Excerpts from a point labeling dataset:
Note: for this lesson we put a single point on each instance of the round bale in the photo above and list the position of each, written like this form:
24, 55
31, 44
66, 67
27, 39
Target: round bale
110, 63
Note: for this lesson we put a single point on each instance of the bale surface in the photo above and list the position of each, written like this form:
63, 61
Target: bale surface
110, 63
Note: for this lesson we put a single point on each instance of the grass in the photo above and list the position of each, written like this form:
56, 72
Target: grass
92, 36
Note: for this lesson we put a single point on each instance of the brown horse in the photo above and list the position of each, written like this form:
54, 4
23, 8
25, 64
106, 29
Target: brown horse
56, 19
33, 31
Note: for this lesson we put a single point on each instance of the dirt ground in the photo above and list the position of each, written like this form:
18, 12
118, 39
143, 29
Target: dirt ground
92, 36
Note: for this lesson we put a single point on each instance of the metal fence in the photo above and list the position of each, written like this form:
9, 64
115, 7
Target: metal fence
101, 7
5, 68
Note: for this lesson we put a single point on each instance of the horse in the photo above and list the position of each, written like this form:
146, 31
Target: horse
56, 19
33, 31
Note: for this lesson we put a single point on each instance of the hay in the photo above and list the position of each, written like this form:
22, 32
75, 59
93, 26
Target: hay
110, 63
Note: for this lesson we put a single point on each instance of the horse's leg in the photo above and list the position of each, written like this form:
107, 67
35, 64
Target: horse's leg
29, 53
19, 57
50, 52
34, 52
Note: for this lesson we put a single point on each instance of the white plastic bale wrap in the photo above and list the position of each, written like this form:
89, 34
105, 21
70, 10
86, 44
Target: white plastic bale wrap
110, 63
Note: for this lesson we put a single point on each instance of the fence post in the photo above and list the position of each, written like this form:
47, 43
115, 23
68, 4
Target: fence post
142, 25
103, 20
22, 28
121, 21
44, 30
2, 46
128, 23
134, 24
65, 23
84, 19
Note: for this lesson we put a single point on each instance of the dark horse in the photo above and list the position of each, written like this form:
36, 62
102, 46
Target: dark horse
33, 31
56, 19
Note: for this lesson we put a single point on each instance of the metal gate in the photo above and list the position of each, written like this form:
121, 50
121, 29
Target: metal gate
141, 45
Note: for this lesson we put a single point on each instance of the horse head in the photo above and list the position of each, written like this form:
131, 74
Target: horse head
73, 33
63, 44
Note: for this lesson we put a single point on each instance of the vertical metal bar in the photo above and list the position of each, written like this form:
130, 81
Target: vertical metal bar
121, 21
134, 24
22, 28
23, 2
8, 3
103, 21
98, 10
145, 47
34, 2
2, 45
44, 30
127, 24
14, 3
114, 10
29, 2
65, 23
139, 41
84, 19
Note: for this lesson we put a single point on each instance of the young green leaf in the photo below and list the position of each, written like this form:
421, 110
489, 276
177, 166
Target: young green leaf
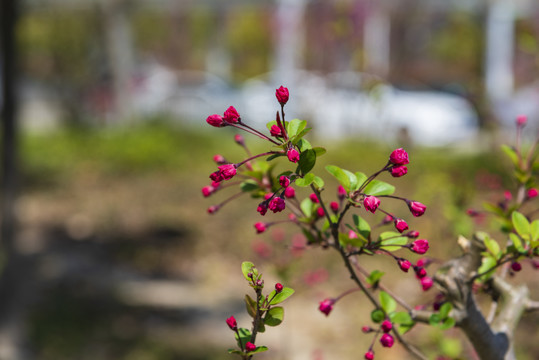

● Problem statement:
Rewrite the entire listing with every occurrence of "written like this form" changed to "written in this form", keeping all other text as it stands. Leave the pictures out of your version.

● Result for this task:
Note: for this lesson we put a single point on each instance of the round bale in the photo above and list the position of each, written in this form:
24, 55
31, 44
66, 67
27, 39
Target: round bale
110, 63
Note: for this lesson we put a single point on each instance of the bale surface in the photo above and list the position of each, written in this form:
63, 61
Target: bale surface
110, 63
Note: for this lesson we put a single point on each instance of the grass in the photo above and list the position of each, written in this form:
56, 72
Target: grass
92, 36
Note: for this lesson we put a single point on each instance of the brown horse in the photo above and list the position of each, written in this form:
54, 4
23, 8
25, 64
106, 29
Target: brown horse
56, 19
33, 31
Note: for this lesson we put a single point on each instance of the dirt ground in the photo above and list the position of each, written in this form:
18, 12
118, 39
143, 29
Target: dirt ground
92, 36
Note: for this lesson we put a single point on each instance of the metal fence in the photo above and list the position of each, written in this form:
9, 64
115, 7
Target: metal fence
101, 7
5, 68
Note: for this lesson we put a single point on each instance of the horse in the photo above and list the position of each, written in this form:
146, 31
Target: horse
56, 19
33, 31
Note: for this lesson we put a single point on each instance of the hay in the photo above and list the position of each, written in this form:
22, 32
75, 59
93, 26
Target: hay
110, 63
Note: for this lesson we put a single point on each instance of the horse's leg in the photo above and list the position of each, written in this form:
107, 67
35, 64
Target: horse's leg
29, 53
19, 57
50, 52
34, 52
Note: for this lesson we put a single point on each instance of the white plastic bale wrap in the photo above and list the position of each, written in this form:
89, 34
105, 21
70, 10
86, 44
Target: white plastic bale wrap
110, 63
Note: for this lesson we put a single point on each instance of the fence post in the photo above and list the position of each, written in this form:
47, 43
115, 23
68, 4
Target: fence post
142, 25
103, 20
22, 28
121, 21
44, 30
2, 46
128, 23
134, 24
65, 23
84, 19
Note: for this lesson we put a single point on each instance of the dark horse in the photo above and list the position of each, written in this form:
36, 62
102, 46
Target: dark horse
33, 31
56, 19
Note: for this lesson we put a single point on each instance of the metal gate in the photo above and list the position of each, written in this form:
121, 50
121, 29
Target: metal gate
141, 45
Note: for this lesson we put a single point on each instance of the horse head in the photo above and list the position of each, written in this form:
131, 74
Target: horse head
73, 33
63, 44
Note: for this lesson we put a single point on each instance of the vertical metal bar in the photo above and list the position of each, written in this form:
130, 81
Target: vertical metal bar
121, 21
134, 24
22, 28
23, 2
8, 3
103, 21
98, 10
145, 47
34, 2
2, 45
44, 30
127, 24
14, 3
114, 10
29, 2
65, 23
139, 41
84, 19
Note: for this lesson we put a single point on each instance of the young green leaf in the photo below and list the position of each, written in this form:
421, 110
489, 276
177, 166
Target: young green leaf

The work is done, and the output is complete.